- **Available data**
━━━━━━━━━━
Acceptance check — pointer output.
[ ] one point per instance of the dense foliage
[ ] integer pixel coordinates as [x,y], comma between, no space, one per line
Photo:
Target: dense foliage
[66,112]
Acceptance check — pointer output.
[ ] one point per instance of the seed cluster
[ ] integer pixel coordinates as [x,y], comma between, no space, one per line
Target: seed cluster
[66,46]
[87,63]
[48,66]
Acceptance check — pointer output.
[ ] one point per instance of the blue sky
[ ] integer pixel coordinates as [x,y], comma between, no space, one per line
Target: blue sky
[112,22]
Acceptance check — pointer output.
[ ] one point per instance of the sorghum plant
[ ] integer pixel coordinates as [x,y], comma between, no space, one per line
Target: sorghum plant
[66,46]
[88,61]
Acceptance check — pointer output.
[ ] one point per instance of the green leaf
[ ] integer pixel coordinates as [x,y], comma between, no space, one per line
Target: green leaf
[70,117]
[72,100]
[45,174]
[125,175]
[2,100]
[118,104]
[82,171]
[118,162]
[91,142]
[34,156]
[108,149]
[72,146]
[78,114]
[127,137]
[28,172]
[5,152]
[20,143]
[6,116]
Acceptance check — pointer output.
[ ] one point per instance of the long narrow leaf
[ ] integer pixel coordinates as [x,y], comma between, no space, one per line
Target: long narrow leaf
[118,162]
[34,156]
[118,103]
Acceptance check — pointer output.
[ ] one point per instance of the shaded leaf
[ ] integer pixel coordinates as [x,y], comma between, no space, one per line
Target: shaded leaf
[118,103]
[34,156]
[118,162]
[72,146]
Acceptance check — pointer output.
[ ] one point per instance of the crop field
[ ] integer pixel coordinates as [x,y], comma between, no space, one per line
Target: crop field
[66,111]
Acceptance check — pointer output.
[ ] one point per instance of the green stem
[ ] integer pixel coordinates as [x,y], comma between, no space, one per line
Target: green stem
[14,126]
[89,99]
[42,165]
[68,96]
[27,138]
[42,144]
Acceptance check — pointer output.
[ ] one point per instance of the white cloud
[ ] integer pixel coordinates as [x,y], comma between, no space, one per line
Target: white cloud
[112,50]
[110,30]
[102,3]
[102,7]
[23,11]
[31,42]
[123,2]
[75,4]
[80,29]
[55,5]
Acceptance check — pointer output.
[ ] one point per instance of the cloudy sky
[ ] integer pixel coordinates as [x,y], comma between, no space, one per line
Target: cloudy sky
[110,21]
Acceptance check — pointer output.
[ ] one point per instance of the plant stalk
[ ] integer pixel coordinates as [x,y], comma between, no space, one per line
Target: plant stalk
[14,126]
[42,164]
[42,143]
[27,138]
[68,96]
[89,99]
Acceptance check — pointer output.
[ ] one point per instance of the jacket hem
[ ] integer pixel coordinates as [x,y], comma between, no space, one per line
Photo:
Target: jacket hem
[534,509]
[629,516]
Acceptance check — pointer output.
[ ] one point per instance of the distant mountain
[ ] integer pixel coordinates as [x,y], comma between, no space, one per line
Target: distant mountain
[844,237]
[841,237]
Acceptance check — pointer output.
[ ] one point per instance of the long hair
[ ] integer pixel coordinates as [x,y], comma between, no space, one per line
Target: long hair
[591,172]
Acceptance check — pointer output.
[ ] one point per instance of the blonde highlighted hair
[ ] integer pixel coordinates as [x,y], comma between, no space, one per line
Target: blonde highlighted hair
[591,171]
━━━━━━━━━━
- **Instructions to follow**
All the material above is to be retyped exactly as it appears.

- **Answer to this problem**
Acceptance check — pointer output.
[ ] one point per instance of the dense foliage
[ ] integer pixel coordinates as [x,y], comma between, no space, one per line
Photo:
Target: dense foliage
[66,112]
Acceptance check — pointer output.
[ ] one point per instance of the seed cluster
[ ] integer pixel coordinates as [x,y], comma between, no space, one per line
Target: seed cluster
[66,46]
[87,63]
[48,66]
Acceptance check — pointer output.
[ ] one point per instance of the blue sky
[ ] integer pixel coordinates as [x,y], comma between, no space, one per line
Target: blue sky
[112,22]
Acceptance check — pointer output.
[ ] one point per instance of the sorghum plant
[ ] integer pixel coordinates as [x,y], comma between, no space, one per line
Target: sorghum plant
[66,46]
[88,61]
Acceptance check — pointer output.
[ ] one point per instance of the green leaf
[ ] integer pixel coordinates as [x,y], comma between, no space, one per line
Target: green leaf
[70,117]
[72,100]
[45,174]
[125,175]
[2,100]
[118,104]
[82,171]
[118,162]
[91,142]
[34,156]
[108,149]
[72,146]
[78,114]
[127,137]
[28,172]
[5,152]
[20,143]
[6,116]
Acceptance check — pointer output.
[ ] one point per instance of the long narrow leaf
[ ] integer pixel coordinates as [x,y], comma between, no space, one per line
Target: long narrow leaf
[118,162]
[34,156]
[118,103]
Acceptance check — pointer output.
[ ] one point per instance of the shaded leaf
[ ] integer pixel coordinates as [x,y], comma between, no space, one per line
Target: shaded leaf
[118,103]
[34,156]
[118,162]
[72,146]
Acceptance check — pointer output.
[ ] one point per instance of the crop field
[ ] integer pixel coordinates as [x,y], comma between, no space, one per line
Target: crop field
[66,111]
Acceptance check — pointer output.
[ ] one point per instance of the green stem
[ ] integer pixel coordinates as [x,y], comma between, no space, one per line
Target: green stem
[14,126]
[89,99]
[42,165]
[68,96]
[27,138]
[42,144]
Acceptance check — pointer output.
[ ] one point per instance of the white cloud
[ ] integer pixel coordinates as [x,y], comma between, no space, one per line
Target: white cloud
[112,50]
[110,30]
[102,3]
[102,7]
[23,11]
[31,42]
[123,2]
[75,4]
[80,29]
[55,5]
Acceptance check — pointer output.
[ ] one point per instance of the cloudy sky
[ ] integer pixel coordinates as [x,y], comma between, no space, one per line
Target: cloudy sky
[110,21]
Acceptance check — pointer output.
[ ] one point per instance of the plant stalk
[ ] integer pixel coordinates as [x,y], comma between, no space, one per line
Target: plant stalk
[14,126]
[42,164]
[42,143]
[27,138]
[68,96]
[89,99]
Acceptance check — pointer output.
[ ] one point per instance of the jacket hem
[ ] integer pixel coordinates as [x,y], comma between, no space, one per line
Photo:
Target: jacket hem
[534,509]
[629,516]
Acceptance check — pointer output.
[ ] one point per instance of the distant mountain
[ ] integer pixel coordinates as [x,y], comma between, no space, one per line
Target: distant mountain
[844,237]
[841,237]
Acceptance check — pointer output.
[ ] one point per instance of the long hair
[ ] integer pixel coordinates as [x,y], comma between, no space, one per line
Target: long hair
[591,172]
Acceptance check — pointer output.
[ ] one point per instance of the blonde highlighted hair
[ ] integer pixel coordinates as [x,y], comma between, no space, one per line
Target: blonde highlighted hair
[591,171]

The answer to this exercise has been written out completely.